Repeat word for word, please, only the lines from the one that includes "Target: drainpipe" through the final line of the data.

[SOURCE MATERIAL]

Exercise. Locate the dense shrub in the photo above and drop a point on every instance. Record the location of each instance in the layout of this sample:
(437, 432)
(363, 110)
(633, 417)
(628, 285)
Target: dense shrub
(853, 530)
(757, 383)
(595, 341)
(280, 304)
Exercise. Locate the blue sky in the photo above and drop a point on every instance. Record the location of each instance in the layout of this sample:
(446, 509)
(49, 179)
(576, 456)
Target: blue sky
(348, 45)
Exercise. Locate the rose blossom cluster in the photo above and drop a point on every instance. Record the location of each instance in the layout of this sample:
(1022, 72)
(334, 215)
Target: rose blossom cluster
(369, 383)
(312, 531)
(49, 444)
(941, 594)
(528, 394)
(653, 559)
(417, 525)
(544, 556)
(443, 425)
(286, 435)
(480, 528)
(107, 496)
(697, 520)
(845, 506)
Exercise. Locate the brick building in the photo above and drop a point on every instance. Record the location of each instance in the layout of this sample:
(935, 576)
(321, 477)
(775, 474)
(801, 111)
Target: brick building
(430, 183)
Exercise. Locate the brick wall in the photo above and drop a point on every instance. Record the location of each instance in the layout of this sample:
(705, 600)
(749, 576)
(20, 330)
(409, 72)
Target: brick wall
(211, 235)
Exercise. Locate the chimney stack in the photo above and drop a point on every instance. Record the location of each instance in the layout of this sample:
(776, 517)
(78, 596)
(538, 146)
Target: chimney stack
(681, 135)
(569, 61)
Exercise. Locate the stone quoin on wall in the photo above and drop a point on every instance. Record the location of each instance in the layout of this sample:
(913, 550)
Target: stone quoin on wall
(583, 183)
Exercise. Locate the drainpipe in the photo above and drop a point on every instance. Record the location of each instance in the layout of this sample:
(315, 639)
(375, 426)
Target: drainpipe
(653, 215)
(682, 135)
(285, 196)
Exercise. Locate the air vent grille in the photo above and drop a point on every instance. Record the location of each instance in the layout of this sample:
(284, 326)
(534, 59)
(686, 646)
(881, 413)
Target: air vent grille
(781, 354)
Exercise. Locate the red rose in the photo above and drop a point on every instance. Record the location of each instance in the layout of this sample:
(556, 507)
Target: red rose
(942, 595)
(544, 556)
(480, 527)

[/SOURCE MATERIAL]

• _EXERCISE RESULT_:
Target: drainpipe
(653, 215)
(682, 135)
(285, 196)
Exercise. Locate the air vent grille in the photo above and drop a point on every instance. Record the location of each instance in the layout of this sample:
(284, 326)
(534, 59)
(686, 646)
(881, 413)
Target: air vent grille
(781, 354)
Exercise. Locate the red rose in the photo above and drop a point on every instance. Record the location of each instance in the layout of this sample:
(556, 507)
Target: red rose
(942, 595)
(544, 556)
(480, 527)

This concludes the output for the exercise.